Artikel —
----
Ia menjelaskan bagaimana setiap kapal yang membawa beras harus menembus laut Natuna yang masyhur, karena keganasannya. Pada musim angin utara, gelombang bisa mencapai ketinggian yang membuat jadwal pelayaran mundur berminggu-minggu. Ada kalanya kapal tidak bisa berangkat sama sekali, dan stok di Natuna perlahan menipis tanpa bisa diprediksi.

Kepala Bulog Natuna, Pencius Siburian, ketika ditemui sinarperbtasan.com di ruang kerjanya, Rabu (26/11/2025). (Foto : Erwin Prasetio)

Situasi ini, menurut Pencius, bukan hanya tantangan teknis. Ini adalah kerentanan struktural,  sebuah wilayah yang berada di persimpangan geopolitik Asia dan bergantung pada faktor alam yang tak bisa di negosiasikan.
----
Data yang Ditampilkan —
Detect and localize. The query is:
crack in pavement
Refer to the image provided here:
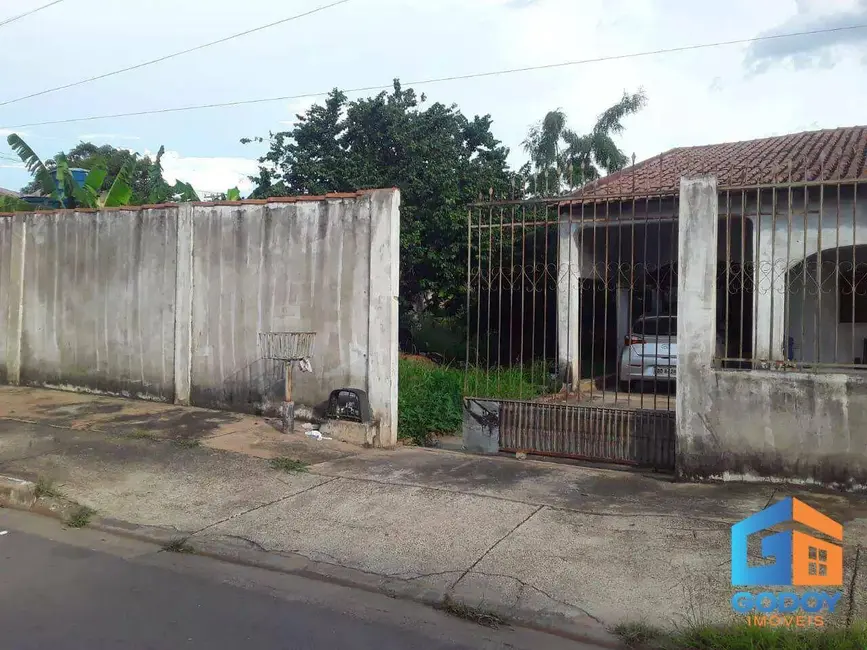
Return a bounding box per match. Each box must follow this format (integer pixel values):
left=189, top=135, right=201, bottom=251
left=446, top=506, right=545, bottom=593
left=310, top=461, right=738, bottom=530
left=185, top=478, right=337, bottom=539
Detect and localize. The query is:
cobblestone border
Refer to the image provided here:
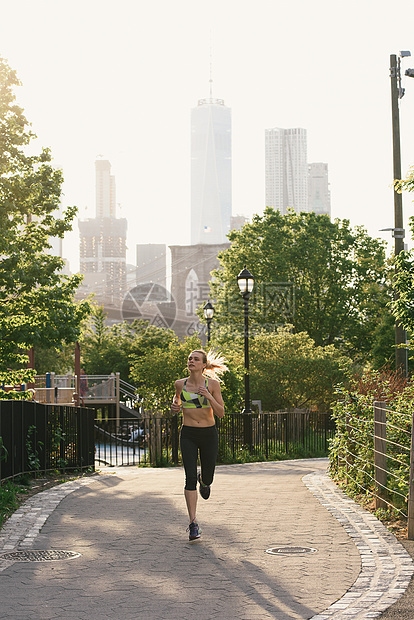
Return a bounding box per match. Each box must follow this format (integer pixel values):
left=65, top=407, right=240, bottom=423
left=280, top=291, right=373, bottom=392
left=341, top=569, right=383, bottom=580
left=0, top=478, right=95, bottom=572
left=302, top=472, right=414, bottom=620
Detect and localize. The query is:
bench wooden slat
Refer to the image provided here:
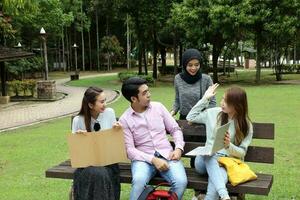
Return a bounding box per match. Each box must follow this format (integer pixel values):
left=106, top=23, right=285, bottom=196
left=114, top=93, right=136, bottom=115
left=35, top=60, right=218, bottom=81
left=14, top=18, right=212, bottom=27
left=171, top=142, right=274, bottom=164
left=46, top=161, right=273, bottom=195
left=177, top=120, right=275, bottom=141
left=51, top=117, right=275, bottom=198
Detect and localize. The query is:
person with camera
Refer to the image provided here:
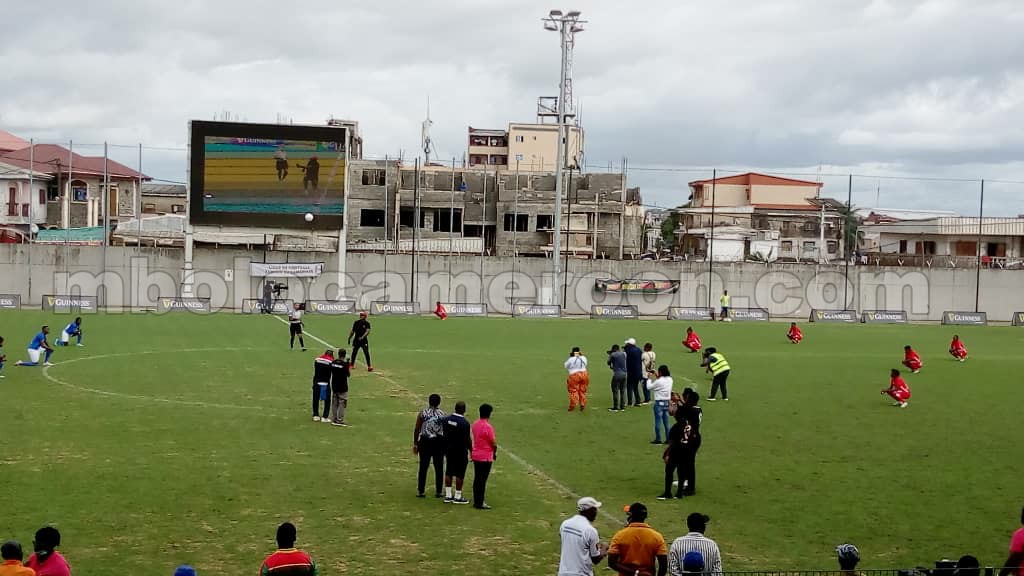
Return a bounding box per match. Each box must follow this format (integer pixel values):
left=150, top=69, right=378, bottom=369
left=565, top=346, right=590, bottom=412
left=288, top=302, right=306, bottom=352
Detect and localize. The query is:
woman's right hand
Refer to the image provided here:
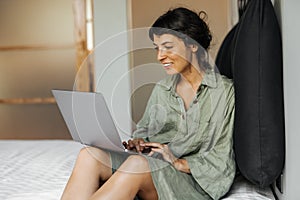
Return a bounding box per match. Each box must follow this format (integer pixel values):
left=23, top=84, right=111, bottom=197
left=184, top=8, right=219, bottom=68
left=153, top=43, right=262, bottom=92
left=127, top=138, right=145, bottom=153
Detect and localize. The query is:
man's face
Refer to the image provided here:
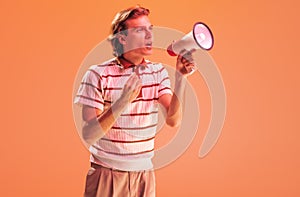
----
Latihan — Tolong salin bagian artikel tentang pengiriman beras ke Natuna tanpa mengubah satu kata pun, dimulai dari "Ia menjelaskan bagaimana" dan berakhir pada "bisa di negosiasikan.".

Hasil Akhir —
Ia menjelaskan bagaimana setiap kapal yang membawa beras harus menembus laut Natuna yang masyhur, karena keganasannya. Pada musim angin utara, gelombang bisa mencapai ketinggian yang membuat jadwal pelayaran mundur berminggu-minggu. Ada kalanya kapal tidak bisa berangkat sama sekali, dan stok di Natuna perlahan menipis tanpa bisa diprediksi.

Kepala Bulog Natuna, Pencius Siburian, ketika ditemui sinarperbtasan.com di ruang kerjanya, Rabu (26/11/2025). (Foto : Erwin Prasetio)

Situasi ini, menurut Pencius, bukan hanya tantangan teknis. Ini adalah kerentanan struktural,  sebuah wilayah yang berada di persimpangan geopolitik Asia dan bergantung pada faktor alam yang tak bisa di negosiasikan.